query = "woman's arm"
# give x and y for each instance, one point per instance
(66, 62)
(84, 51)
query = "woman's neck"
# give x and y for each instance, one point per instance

● ● ● ● ● ● ●

> Problem description:
All the lines of the material above must be given again exactly.

> Response area:
query = "woman's arm"
# give x and y for each instance, one point per instance
(66, 62)
(84, 51)
query = "woman's neck"
# give x and y for each instance, one point per instance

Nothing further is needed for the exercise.